> _WORK REQUIRED_: Your copy of the material below should match it exactly, except that it holds no pictures.
-- begin EXERCISE DATA --
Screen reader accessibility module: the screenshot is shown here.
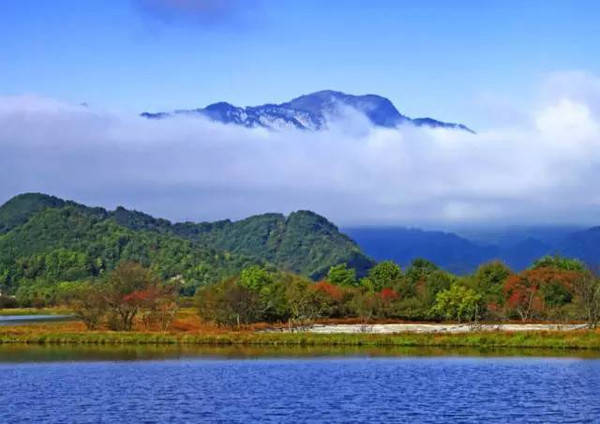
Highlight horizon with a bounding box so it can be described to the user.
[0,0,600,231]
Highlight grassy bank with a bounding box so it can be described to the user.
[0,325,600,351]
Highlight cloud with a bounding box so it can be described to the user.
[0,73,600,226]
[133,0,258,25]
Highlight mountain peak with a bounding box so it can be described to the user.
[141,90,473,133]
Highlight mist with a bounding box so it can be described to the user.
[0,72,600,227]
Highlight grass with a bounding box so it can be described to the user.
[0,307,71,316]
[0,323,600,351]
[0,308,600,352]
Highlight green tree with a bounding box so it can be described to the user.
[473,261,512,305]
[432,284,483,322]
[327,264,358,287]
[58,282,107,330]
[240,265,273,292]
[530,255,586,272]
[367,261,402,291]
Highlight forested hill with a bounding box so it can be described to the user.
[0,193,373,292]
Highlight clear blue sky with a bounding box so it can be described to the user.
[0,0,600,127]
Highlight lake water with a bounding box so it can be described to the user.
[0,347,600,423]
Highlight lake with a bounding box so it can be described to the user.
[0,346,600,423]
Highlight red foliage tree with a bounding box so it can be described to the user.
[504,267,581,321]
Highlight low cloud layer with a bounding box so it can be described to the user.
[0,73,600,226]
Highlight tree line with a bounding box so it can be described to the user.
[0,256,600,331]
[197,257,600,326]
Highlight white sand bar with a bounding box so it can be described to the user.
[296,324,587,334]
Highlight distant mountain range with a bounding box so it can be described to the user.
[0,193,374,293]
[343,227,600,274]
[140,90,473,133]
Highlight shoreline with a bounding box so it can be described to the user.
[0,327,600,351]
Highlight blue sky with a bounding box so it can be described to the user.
-- end EXERCISE DATA --
> _WORKED ANSWER_:
Screen reader accessibility module: the screenshot is shown here.
Highlight horizon with a bounding box so it can be described to the user.
[0,0,600,231]
Highlight grassy bank with a bounding box so it can be described to the user.
[0,325,600,351]
Highlight cloud with a bounding box so it can be described to the user.
[0,73,600,226]
[133,0,258,25]
Highlight mountain peak with a bounding box so it can be described to the user.
[141,90,473,133]
Highlight mist with a bounding box so it can be described to the user.
[0,72,600,227]
Highlight grass with a bounding box so it can be described to the user.
[0,307,71,316]
[0,323,600,351]
[0,308,600,352]
Highlight green tree with a bounding box so it can be described to the user.
[473,261,512,305]
[432,284,483,322]
[327,264,358,287]
[58,282,107,330]
[240,265,273,292]
[530,255,586,272]
[367,261,402,291]
Highlight forested hill with a bounding box so it can be described to the user.
[0,193,373,292]
Highlight clear blue sky with a bounding box so it can be described to the user.
[0,0,600,127]
Highlight lake water with a bounding box so it can be described to the user.
[0,347,600,423]
Highlight lake with a bounding box so it can be described to the user.
[0,346,600,423]
Highlight red foliage tree with a bounding box so it can be described to the user.
[504,267,581,321]
Highlight low cloud layer with a bounding box so it can be described to the user.
[0,73,600,226]
Highlight tree line with a bounding box so it can be described to the user.
[0,256,600,331]
[197,257,600,326]
Highlight white sand bar with a bounding box so it can be described to the user.
[296,324,587,334]
Highlight distant mountain range with a bounding box so it can be described to the user.
[0,193,374,293]
[343,227,600,274]
[140,90,473,133]
Highlight shoreline with a bounding box so it can be described to the user.
[0,327,600,351]
Highlight blue sky with a bounding box so it can be described to the user.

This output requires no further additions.